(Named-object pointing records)
########

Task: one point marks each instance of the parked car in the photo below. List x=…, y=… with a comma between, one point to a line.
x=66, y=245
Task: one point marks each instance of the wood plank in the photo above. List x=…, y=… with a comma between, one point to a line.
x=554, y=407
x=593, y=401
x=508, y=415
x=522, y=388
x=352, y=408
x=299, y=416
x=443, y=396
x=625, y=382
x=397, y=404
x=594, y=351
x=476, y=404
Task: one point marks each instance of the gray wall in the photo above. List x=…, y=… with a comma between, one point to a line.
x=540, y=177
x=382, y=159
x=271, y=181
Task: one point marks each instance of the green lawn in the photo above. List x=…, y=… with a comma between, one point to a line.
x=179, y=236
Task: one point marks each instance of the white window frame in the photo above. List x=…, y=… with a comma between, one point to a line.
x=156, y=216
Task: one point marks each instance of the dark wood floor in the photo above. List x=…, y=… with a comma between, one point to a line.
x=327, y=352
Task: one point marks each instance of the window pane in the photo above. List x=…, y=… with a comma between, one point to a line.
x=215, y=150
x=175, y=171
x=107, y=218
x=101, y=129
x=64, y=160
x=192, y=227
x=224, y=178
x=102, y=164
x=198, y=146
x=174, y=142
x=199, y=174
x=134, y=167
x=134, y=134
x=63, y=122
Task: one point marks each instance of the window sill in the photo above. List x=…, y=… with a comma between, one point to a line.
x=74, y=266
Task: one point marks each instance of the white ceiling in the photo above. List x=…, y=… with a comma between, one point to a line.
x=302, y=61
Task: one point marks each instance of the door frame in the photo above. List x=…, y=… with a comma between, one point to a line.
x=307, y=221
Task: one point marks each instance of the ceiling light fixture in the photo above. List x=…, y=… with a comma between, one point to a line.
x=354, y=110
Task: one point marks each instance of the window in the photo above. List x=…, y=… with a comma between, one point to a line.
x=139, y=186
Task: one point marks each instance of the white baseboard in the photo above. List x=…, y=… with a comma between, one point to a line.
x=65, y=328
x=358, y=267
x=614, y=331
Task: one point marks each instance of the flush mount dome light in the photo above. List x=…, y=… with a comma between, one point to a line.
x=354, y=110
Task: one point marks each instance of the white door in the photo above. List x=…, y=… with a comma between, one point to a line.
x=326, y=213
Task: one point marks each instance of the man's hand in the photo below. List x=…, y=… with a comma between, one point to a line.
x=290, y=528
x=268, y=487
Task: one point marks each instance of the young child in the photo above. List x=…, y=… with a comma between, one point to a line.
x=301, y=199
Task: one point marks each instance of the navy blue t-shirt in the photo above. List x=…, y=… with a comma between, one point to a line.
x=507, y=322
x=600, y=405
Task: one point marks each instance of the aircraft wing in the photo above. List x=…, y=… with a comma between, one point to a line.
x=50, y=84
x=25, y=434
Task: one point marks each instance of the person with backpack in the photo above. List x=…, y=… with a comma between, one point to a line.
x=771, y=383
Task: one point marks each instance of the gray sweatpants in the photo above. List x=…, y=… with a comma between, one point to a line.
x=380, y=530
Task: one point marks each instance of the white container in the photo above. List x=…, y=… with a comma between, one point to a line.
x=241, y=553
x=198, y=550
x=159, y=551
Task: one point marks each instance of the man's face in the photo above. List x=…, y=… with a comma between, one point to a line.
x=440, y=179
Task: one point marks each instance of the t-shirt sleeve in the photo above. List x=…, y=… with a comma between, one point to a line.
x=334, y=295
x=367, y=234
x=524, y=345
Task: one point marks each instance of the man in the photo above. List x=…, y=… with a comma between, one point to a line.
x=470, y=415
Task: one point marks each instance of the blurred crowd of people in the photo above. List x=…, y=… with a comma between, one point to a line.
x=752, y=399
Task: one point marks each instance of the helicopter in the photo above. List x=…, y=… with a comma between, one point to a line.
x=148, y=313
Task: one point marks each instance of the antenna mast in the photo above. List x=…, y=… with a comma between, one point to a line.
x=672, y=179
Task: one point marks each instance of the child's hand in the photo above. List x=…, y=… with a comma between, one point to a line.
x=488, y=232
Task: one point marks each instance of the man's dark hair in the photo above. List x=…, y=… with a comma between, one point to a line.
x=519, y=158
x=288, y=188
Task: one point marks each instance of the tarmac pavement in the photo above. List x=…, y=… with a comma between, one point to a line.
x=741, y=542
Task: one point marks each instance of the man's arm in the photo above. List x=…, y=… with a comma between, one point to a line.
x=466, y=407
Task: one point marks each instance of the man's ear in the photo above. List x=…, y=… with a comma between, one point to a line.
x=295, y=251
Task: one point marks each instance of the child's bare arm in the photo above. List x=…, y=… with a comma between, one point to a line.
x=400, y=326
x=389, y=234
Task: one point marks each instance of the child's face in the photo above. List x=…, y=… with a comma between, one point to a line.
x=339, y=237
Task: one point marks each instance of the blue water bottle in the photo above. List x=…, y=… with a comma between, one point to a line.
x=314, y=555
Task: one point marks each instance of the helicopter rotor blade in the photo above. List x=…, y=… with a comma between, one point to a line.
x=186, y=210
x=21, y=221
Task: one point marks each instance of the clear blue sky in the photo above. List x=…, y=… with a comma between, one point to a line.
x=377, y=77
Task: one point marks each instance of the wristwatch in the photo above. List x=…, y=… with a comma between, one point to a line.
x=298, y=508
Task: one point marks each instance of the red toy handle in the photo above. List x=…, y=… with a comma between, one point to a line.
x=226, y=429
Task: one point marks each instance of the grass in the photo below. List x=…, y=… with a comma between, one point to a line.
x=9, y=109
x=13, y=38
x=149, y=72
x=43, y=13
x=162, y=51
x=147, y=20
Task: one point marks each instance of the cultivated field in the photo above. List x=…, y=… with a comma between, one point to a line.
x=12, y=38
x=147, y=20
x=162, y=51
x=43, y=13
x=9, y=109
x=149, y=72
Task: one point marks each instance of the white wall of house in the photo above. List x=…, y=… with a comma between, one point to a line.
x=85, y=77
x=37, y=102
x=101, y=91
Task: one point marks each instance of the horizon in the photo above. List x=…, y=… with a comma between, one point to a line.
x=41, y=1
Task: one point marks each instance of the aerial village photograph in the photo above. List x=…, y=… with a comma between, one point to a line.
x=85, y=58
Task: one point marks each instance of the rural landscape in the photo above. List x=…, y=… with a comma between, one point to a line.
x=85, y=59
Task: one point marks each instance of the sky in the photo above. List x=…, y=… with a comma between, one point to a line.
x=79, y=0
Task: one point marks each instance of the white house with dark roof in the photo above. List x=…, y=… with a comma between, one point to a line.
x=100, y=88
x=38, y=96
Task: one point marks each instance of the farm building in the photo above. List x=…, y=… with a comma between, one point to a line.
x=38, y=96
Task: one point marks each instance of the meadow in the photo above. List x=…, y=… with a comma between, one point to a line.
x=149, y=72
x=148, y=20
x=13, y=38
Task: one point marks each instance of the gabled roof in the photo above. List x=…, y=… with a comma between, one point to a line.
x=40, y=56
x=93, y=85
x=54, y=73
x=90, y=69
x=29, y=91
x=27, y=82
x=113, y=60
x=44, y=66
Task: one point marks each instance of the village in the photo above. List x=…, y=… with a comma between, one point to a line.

########

◆ Work required
Convert all of the records above into a JSON list of strings, one string per line, skipping blank lines.

◆ Problem solution
[
  "Task: one point marks each instance of the parked car in the photo below. List x=…, y=… with a comma between, one point to a line.",
  "x=66, y=245",
  "Task: one point marks each instance of the wood plank in the photo above. List x=…, y=… with a comma between, one point to a line.",
  "x=554, y=407",
  "x=593, y=401",
  "x=508, y=415",
  "x=522, y=388",
  "x=352, y=408",
  "x=299, y=416",
  "x=443, y=396",
  "x=625, y=382",
  "x=397, y=404",
  "x=594, y=351",
  "x=476, y=404",
  "Task: one point marks each instance of the gray wall in the photo above. List x=…, y=… with a comma between, one point to a line.",
  "x=540, y=177",
  "x=382, y=159",
  "x=271, y=181",
  "Task: one point marks each instance of the green lawn in the photo above. List x=…, y=… with a comma between, one point to a line.",
  "x=179, y=236",
  "Task: one point marks each instance of the white window frame in the photo above. List x=…, y=… with a comma between, one point to a line.",
  "x=156, y=216",
  "Task: one point marks each instance of the dark wood floor in the photo above. List x=…, y=… with a comma between, one point to a line.",
  "x=327, y=352",
  "Task: one point marks each instance of the window pane in the photo above. List x=…, y=… with a comma between, one point to a line.",
  "x=215, y=150",
  "x=175, y=171",
  "x=107, y=218",
  "x=101, y=129",
  "x=64, y=160",
  "x=192, y=227",
  "x=224, y=178",
  "x=102, y=164",
  "x=198, y=146",
  "x=174, y=142",
  "x=199, y=174",
  "x=134, y=167",
  "x=134, y=134",
  "x=63, y=122",
  "Task: one point marks each instance of the window sill in the photo above. List x=…, y=… with a comma between, one point to a line.",
  "x=74, y=266",
  "Task: one point marks each instance of the white ceiling in the photo above. List x=…, y=… with a comma between, one point to a line.",
  "x=302, y=61",
  "Task: one point marks each instance of the door frame in the photo above. List x=…, y=… with a comma between, one point to a line.",
  "x=307, y=221",
  "Task: one point marks each instance of the ceiling light fixture in the photo above. List x=…, y=… with a comma between, one point to a line.",
  "x=354, y=110",
  "Task: one point marks each instance of the window in the photo above. List x=…, y=… with a comma between, one point to a line.",
  "x=139, y=186",
  "Task: one point marks each instance of the white baseboard in the photo above. List x=…, y=… with a comma between, one point to a line.",
  "x=65, y=328",
  "x=358, y=267",
  "x=614, y=331",
  "Task: one point marks each instance of the flush mount dome light in the photo above. List x=…, y=… with a comma between, one point to a line.",
  "x=354, y=110",
  "Task: one point marks each instance of the white door in the photo above. List x=…, y=… with a comma between, one point to a line.",
  "x=326, y=213",
  "Task: one point marks each instance of the man's hand in the photo below. List x=…, y=… with a comma between, one point to a line.",
  "x=290, y=528",
  "x=268, y=487",
  "Task: one point marks each instance of the young child in the photo above. List x=…, y=… with a comma between, one point to a line.",
  "x=301, y=199",
  "Task: one point marks each instance of the navy blue t-shirt in the photo above. List x=…, y=… with a comma between, one point to a line.",
  "x=507, y=322",
  "x=600, y=405",
  "Task: one point marks each instance of the aircraft wing in the photo above. List x=…, y=… with a comma between, one point to a line.",
  "x=50, y=84",
  "x=25, y=434",
  "Task: one point marks each instance of the person with backpack in the photo above. List x=…, y=… with a comma between, one point to a line.",
  "x=771, y=383",
  "Task: one point marks each instance of the gray sweatpants in the photo above. List x=…, y=… with a comma between, one point to a line.",
  "x=380, y=530",
  "Task: one point marks each instance of the white container in the photo above. List x=…, y=… with a comma between, one point to a line.",
  "x=241, y=553",
  "x=198, y=550",
  "x=159, y=551",
  "Task: one point marks each instance of the man's face in the photo above. List x=…, y=… with a comma between, one point to a line.",
  "x=440, y=179",
  "Task: one point marks each instance of the t-shirt sleeve in the photo above. List x=…, y=… with a comma between, one point to a line.",
  "x=334, y=295",
  "x=367, y=234",
  "x=524, y=345",
  "Task: one point marks each instance of the man in the photo above. List x=…, y=… with a comma between, one point to a line.",
  "x=470, y=415",
  "Task: one point marks each instance of the blurred crowd of people in the photo above. List x=…, y=… with a comma between, one point to a line.",
  "x=752, y=399",
  "Task: one point marks each instance of the helicopter in the photo above. List x=…, y=… with a comma between, one point to a line.",
  "x=148, y=313",
  "Task: one point marks each instance of the antenna mast in the photo above. List x=…, y=… with a comma between, one point to a line.",
  "x=672, y=179",
  "Task: one point marks each instance of the child's hand in the photo above. List x=…, y=… with a comma between, one point to a line.",
  "x=488, y=232",
  "Task: one point marks each instance of the man's dark hair in the photo above. List x=…, y=… with a comma between, one point to a line.",
  "x=519, y=158",
  "x=288, y=188",
  "Task: one point marks each instance of the tarmac pavement in the photo above. List x=…, y=… with a comma between, one point to a line.",
  "x=741, y=542",
  "Task: one point marks each instance of the man's arm in the photo above. List x=…, y=… with a comma between, one point to a line.",
  "x=466, y=407",
  "Task: one point marks each instance of the man's ear in the photo above. List x=…, y=… with a comma between, one point to a line.",
  "x=295, y=251",
  "Task: one point marks each instance of the child's bare arm in the photo above. List x=…, y=… with a comma between, one point to a line.",
  "x=400, y=326",
  "x=389, y=234",
  "Task: one point marks each instance of the child's face in the photo above. List x=…, y=… with a comma between, one point to a line.",
  "x=339, y=237",
  "Task: one point marks each instance of the blue water bottle in the photo above. List x=…, y=… with a comma between, one point to a line.",
  "x=314, y=555",
  "Task: one point marks each instance of the helicopter rotor blade in the photo above. List x=…, y=… with a comma between, one point to a line.",
  "x=186, y=210",
  "x=21, y=221",
  "Task: one point marks each instance of the clear blue sky in the photo above. List x=…, y=… with a comma between, one point to a line.",
  "x=377, y=77",
  "Task: one point marks each instance of the wristwatch in the photo above. List x=…, y=… with a comma between, one point to a line.",
  "x=298, y=508",
  "Task: one point marks each instance of the red toy handle in the photo above. List x=…, y=… with a comma between, one point to a line.",
  "x=226, y=429",
  "Task: one point marks each instance of the grass in the photo below. List x=…, y=… with a comma between, one point to a line.",
  "x=9, y=109",
  "x=13, y=38",
  "x=149, y=72",
  "x=43, y=13",
  "x=162, y=51",
  "x=147, y=20",
  "Task: one point marks each instance of the cultivated field in the photo above. List x=…, y=… with a comma between, one point to a line.",
  "x=12, y=38",
  "x=147, y=20",
  "x=162, y=51",
  "x=43, y=13",
  "x=9, y=109",
  "x=149, y=72",
  "Task: one point marks each instance of the white wall of house in the photo above. List x=…, y=… with a comma between, one point to a line.",
  "x=85, y=77",
  "x=37, y=102",
  "x=101, y=91",
  "Task: one point marks each instance of the horizon in the photo above. List x=…, y=… with a comma between, one point to a line.",
  "x=41, y=1",
  "Task: one point marks each instance of the aerial village photograph in the photo above. List x=…, y=… with a comma between, one point to a line.",
  "x=85, y=58",
  "Task: one point marks each instance of the rural landscape in the photo above. List x=…, y=… with a comma between, one point to a line.",
  "x=85, y=59",
  "Task: one point marks each instance of the sky in the photo above. List x=…, y=… with a comma between, one point to a line.",
  "x=79, y=0",
  "Task: one point marks each instance of the white house with dark roof in the photo above. List x=…, y=… with a comma between, one point to a line.",
  "x=100, y=88",
  "x=38, y=96",
  "Task: one point marks each instance of the farm building in the photo above. List x=…, y=… with a comma between, one point to a line.",
  "x=38, y=96",
  "Task: one point marks each instance of the meadow in the photo above. List x=…, y=… with a comma between, one point to a line.",
  "x=149, y=72",
  "x=148, y=20",
  "x=13, y=38",
  "Task: one point marks each instance of the gabled roof in the photo above. List x=…, y=… with a comma between, one point to a line.",
  "x=40, y=56",
  "x=93, y=85",
  "x=54, y=73",
  "x=90, y=69",
  "x=29, y=91",
  "x=27, y=82",
  "x=113, y=60",
  "x=44, y=66",
  "Task: one point marks each instance of the village in the photo above. List x=…, y=… with a comma between, one point to a line."
]